Restate the following entries exactly. Keep the pictures out.

(Working data)

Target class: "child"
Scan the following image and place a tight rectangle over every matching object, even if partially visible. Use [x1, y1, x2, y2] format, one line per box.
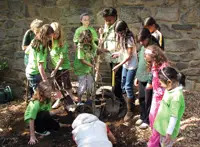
[134, 28, 159, 129]
[24, 81, 69, 145]
[49, 22, 73, 108]
[112, 20, 137, 122]
[144, 45, 168, 147]
[143, 17, 165, 50]
[72, 105, 117, 147]
[22, 19, 43, 99]
[154, 67, 185, 147]
[22, 19, 43, 66]
[73, 30, 97, 103]
[26, 24, 54, 91]
[101, 7, 124, 101]
[73, 13, 98, 48]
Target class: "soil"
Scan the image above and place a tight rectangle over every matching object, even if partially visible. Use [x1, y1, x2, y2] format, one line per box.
[0, 90, 200, 147]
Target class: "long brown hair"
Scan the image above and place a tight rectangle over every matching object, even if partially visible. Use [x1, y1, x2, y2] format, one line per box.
[50, 22, 64, 48]
[115, 20, 134, 50]
[32, 24, 54, 52]
[145, 45, 167, 71]
[32, 81, 53, 103]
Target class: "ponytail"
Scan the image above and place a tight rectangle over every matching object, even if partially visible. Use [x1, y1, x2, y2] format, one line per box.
[159, 67, 186, 87]
[177, 73, 186, 86]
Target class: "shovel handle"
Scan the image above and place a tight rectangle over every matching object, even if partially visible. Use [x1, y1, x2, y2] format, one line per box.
[112, 71, 115, 87]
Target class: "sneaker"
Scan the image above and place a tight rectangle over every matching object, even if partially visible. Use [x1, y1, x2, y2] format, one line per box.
[66, 105, 76, 112]
[52, 99, 61, 109]
[135, 119, 143, 125]
[77, 102, 84, 106]
[35, 131, 51, 136]
[139, 123, 149, 129]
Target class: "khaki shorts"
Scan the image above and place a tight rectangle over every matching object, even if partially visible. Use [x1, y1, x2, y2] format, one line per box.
[78, 74, 94, 98]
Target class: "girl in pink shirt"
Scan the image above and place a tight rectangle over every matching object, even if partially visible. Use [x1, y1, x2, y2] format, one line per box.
[144, 45, 168, 147]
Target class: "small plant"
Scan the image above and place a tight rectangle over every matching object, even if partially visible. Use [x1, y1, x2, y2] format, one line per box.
[0, 58, 8, 71]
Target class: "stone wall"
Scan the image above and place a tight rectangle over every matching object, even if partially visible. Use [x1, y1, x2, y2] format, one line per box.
[0, 0, 200, 97]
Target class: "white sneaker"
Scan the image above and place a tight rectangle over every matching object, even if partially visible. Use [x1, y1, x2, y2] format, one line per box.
[135, 119, 143, 125]
[66, 105, 76, 112]
[52, 99, 61, 109]
[35, 131, 51, 136]
[139, 123, 149, 129]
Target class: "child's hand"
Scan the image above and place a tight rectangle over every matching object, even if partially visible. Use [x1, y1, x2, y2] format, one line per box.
[112, 65, 120, 73]
[165, 134, 171, 145]
[53, 91, 63, 99]
[146, 83, 152, 89]
[28, 136, 38, 145]
[98, 27, 104, 35]
[111, 52, 120, 59]
[134, 78, 138, 87]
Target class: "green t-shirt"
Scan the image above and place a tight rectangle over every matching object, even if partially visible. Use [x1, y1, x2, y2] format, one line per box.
[26, 43, 47, 75]
[135, 37, 159, 83]
[154, 86, 185, 139]
[73, 42, 97, 76]
[73, 26, 98, 44]
[24, 100, 52, 123]
[135, 46, 151, 83]
[50, 40, 71, 70]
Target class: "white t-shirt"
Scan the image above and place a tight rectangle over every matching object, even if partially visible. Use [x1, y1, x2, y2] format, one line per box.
[121, 37, 138, 70]
[72, 113, 112, 147]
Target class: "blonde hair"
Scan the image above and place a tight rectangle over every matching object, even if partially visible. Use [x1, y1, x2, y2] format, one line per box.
[32, 24, 54, 51]
[146, 45, 168, 71]
[30, 19, 43, 30]
[50, 22, 64, 48]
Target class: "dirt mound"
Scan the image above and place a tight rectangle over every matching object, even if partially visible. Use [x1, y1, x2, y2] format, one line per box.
[0, 91, 200, 146]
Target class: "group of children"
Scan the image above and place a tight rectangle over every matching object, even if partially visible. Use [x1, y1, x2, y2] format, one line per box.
[22, 7, 185, 147]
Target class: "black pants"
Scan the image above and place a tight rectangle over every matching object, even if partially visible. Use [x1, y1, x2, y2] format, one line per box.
[138, 81, 153, 124]
[35, 111, 60, 133]
[110, 63, 123, 100]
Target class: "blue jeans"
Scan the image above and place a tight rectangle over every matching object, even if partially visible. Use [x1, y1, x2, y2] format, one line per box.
[26, 73, 42, 92]
[121, 67, 136, 99]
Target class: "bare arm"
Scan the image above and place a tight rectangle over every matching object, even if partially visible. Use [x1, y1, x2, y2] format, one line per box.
[80, 59, 93, 68]
[112, 46, 135, 72]
[55, 58, 64, 71]
[108, 130, 117, 144]
[74, 43, 77, 50]
[38, 62, 47, 81]
[28, 119, 38, 144]
[51, 58, 64, 77]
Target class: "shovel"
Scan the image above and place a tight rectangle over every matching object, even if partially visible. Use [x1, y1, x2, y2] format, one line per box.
[104, 70, 120, 117]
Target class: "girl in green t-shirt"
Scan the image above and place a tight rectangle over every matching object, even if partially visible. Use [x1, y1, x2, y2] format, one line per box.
[73, 13, 98, 49]
[153, 67, 185, 147]
[49, 22, 74, 108]
[74, 30, 97, 103]
[22, 19, 43, 99]
[22, 19, 43, 66]
[26, 24, 54, 92]
[24, 81, 69, 145]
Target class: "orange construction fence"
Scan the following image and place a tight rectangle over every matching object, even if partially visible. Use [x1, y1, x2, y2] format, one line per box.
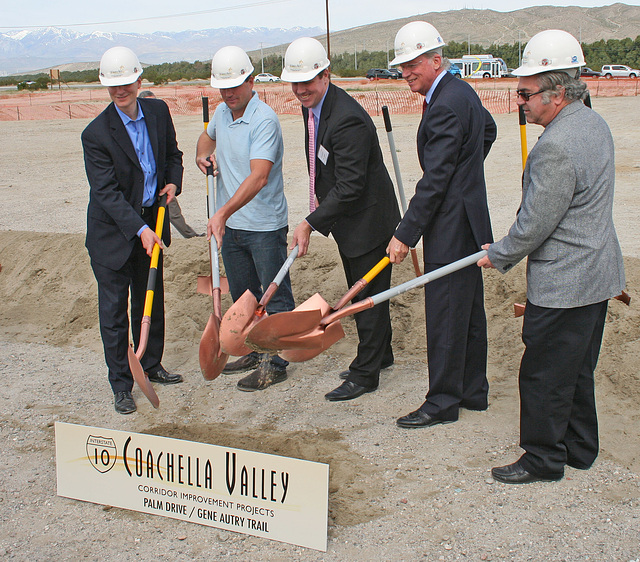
[0, 78, 637, 122]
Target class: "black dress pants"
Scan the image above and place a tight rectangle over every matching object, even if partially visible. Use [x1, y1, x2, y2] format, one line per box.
[338, 240, 394, 389]
[420, 261, 488, 420]
[91, 237, 165, 394]
[518, 300, 608, 477]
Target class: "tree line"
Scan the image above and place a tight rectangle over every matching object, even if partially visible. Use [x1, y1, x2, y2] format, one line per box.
[3, 36, 640, 87]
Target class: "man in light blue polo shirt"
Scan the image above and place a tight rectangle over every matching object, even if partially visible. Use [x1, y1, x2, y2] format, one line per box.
[196, 45, 294, 391]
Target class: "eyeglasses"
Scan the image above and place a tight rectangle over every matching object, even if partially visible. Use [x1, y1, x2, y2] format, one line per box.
[516, 89, 546, 101]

(End Working data)

Exercise result:
Target class: "child"
Scan the following image and place a tight rectangle over every matching object, even if partially visible. Use [x1, y1, x2, y2] format, one line per box.
[134, 28, 159, 129]
[24, 81, 69, 145]
[49, 22, 73, 108]
[112, 20, 137, 122]
[144, 45, 168, 147]
[143, 17, 165, 50]
[72, 105, 117, 147]
[22, 19, 43, 99]
[154, 67, 185, 147]
[22, 19, 43, 66]
[73, 30, 97, 103]
[26, 24, 54, 91]
[101, 7, 124, 101]
[73, 13, 98, 48]
Target class: "soil"
Scan the image above and place a tight rectangle over every matching object, even if partially visible. Use [x1, y1, x2, y2] format, one line per box.
[0, 90, 200, 147]
Target class: "long brown hair"
Scan the image above and place a tight rectangle over every matching object, even if partially visible. Use [x1, y1, x2, y2] format, one line per box.
[50, 22, 64, 48]
[115, 20, 134, 50]
[32, 24, 54, 52]
[145, 45, 167, 71]
[32, 81, 53, 103]
Target class: "ponytail"
Scan the image above and place a tight rectangle over every matching object, even if partially visible. Use [x1, y1, x2, y2] format, one line per box.
[159, 67, 186, 87]
[177, 73, 186, 86]
Target class: "shovel handle"
Scan the image above and place a tight rectangle over every matching object, even if partially visible. Use [x1, y1, x2, y2] format, one line per box.
[112, 71, 115, 87]
Target class: "sneaker"
Scan the image above and place a tight rectangle over every matching object, even if partially visible. Use [x1, y1, x2, y2] format, one line per box.
[66, 105, 76, 112]
[52, 99, 61, 109]
[135, 119, 143, 125]
[77, 102, 84, 106]
[35, 131, 51, 136]
[139, 123, 149, 129]
Target class: "khaki shorts"
Scan the image above and place a tight rectangle over every matching object, even if partially visible. Use [x1, y1, x2, y2] format, one line per box.
[78, 74, 94, 98]
Target class: "girl in pink shirt"
Scan the image above and place a tight rectangle over every matching object, even if partially visible. Use [x1, y1, x2, y2] format, one line per box.
[144, 45, 168, 147]
Target class: "small plant"
Scan the image above and place a tight rectangle over every matching object, even if partially visible. Use [x1, y1, x2, y2] format, one line per box.
[0, 58, 8, 71]
Target class: "stone wall"
Scan the image above and place a tight rectangle over every matching object, even if partially visible. Use [x1, y1, x2, y2] format, one line per box.
[0, 0, 200, 97]
Target class: "white sneaker"
Scan the image above and place a tight rectangle over every matching object, even if partially visible. Use [x1, y1, x2, y2] format, one line per box.
[135, 119, 143, 125]
[66, 105, 76, 112]
[52, 99, 61, 109]
[35, 131, 51, 136]
[139, 123, 149, 129]
Target class: "child's hand"
Scan the image above and place a tight rectangle over every matching object, even if partially visible. Use [x1, y1, x2, y2] format, one line per box.
[112, 65, 120, 73]
[165, 134, 171, 145]
[53, 91, 63, 99]
[146, 83, 152, 89]
[28, 136, 38, 145]
[98, 27, 104, 35]
[111, 52, 120, 59]
[134, 78, 138, 87]
Target class: "green t-shirt"
Scan the image above and place a tight rectangle over every matching object, even if partially visible. Use [x1, y1, x2, y2] format, one line per box.
[26, 43, 47, 75]
[135, 37, 159, 83]
[154, 86, 185, 139]
[73, 42, 97, 76]
[73, 26, 98, 44]
[24, 100, 52, 123]
[135, 46, 151, 83]
[50, 40, 71, 70]
Target class: "white t-shirt"
Scan the image above and place a tight rectangle over every matching object, even if partially visible. Use [x1, y1, x2, y2] format, one line per box.
[121, 37, 138, 70]
[72, 113, 112, 147]
Target class: "blonde hair"
Scan the image above and place a tight rectangle over every matching object, even if partially visible. Use [x1, y1, x2, y2] format, one line per box.
[32, 24, 54, 51]
[146, 45, 168, 71]
[30, 19, 43, 30]
[50, 22, 64, 48]
Target class: "dirt mound"
Scan the image above and place a tight rectangle over every matching object, even if partially visible. Use [x1, y1, x2, y2] format, one line per box.
[0, 91, 200, 146]
Target class: "group of children"
Scan the image above and place a tight rectangle over every matching object, even if partially visible. Use [x1, y1, x2, y2] format, one line per box.
[22, 7, 185, 147]
Target class: "black pants"
Scan the image above and place a tight rectangle over every matching object, even if partially visible. Use [x1, y1, x2, y2] format, one line per box.
[138, 81, 153, 124]
[35, 111, 60, 133]
[110, 63, 123, 100]
Target class: "blue jeans"
Scan the image above and place a tight rectangle over every matching object, even if partially visible. Use [x1, y1, x2, y2] format, one line per box.
[26, 73, 42, 92]
[121, 67, 136, 99]
Target class: "bare arm"
Scan the image above and place a tight rectangle over every matching object, even if partially visible. Use [x1, y1, x2, y2] format, one line per box.
[80, 59, 93, 68]
[112, 46, 135, 72]
[55, 58, 64, 71]
[108, 130, 117, 144]
[74, 43, 77, 50]
[38, 62, 47, 81]
[28, 119, 38, 144]
[51, 58, 64, 77]
Target class: "shovel"
Scan the image above and place a tight rectangle over every matching object, even if partially visible. Use [x1, y1, x2, y2] format, one line per box.
[104, 70, 120, 117]
Target class: "girl in green t-shirt"
Scan the image above and place a tight rectangle over every matching object, even if partially visible. Use [x1, y1, x2, y2] format, one line per box.
[73, 13, 98, 49]
[153, 67, 185, 147]
[49, 22, 74, 108]
[74, 30, 97, 103]
[22, 19, 43, 99]
[22, 19, 43, 66]
[26, 24, 54, 92]
[24, 81, 69, 145]
Target class: "orange construction fence"
Scan the following image and place a tight rectangle over every matching object, even if partially visible. Use [x1, y1, x2, y2] format, one line per box.
[0, 78, 637, 122]
Target class: "black dress pants"
Scan the image above and place a tight rectangle over every matching object, even if partially visible. Use [x1, y1, x2, y2] format, one line per box.
[338, 240, 394, 389]
[420, 261, 488, 420]
[91, 237, 165, 394]
[518, 300, 608, 477]
Target class: "tree line"
Scan the image above and place a tight rectangle over every matching object, even if partially visible. Use [x1, y1, x2, y2] format, one line per box.
[3, 36, 640, 87]
Target class: "man in light blue polo shirt"
Scan the image above and place a tight rectangle over every matching object, even if partially visible. Use [x1, y1, x2, y2] format, one line per box.
[196, 45, 294, 391]
Target class: "eyeglasses"
Scan the image above and place a tight rectangle over every matching object, even if partially visible. Use [x1, y1, x2, y2] format, one line per box.
[516, 89, 546, 101]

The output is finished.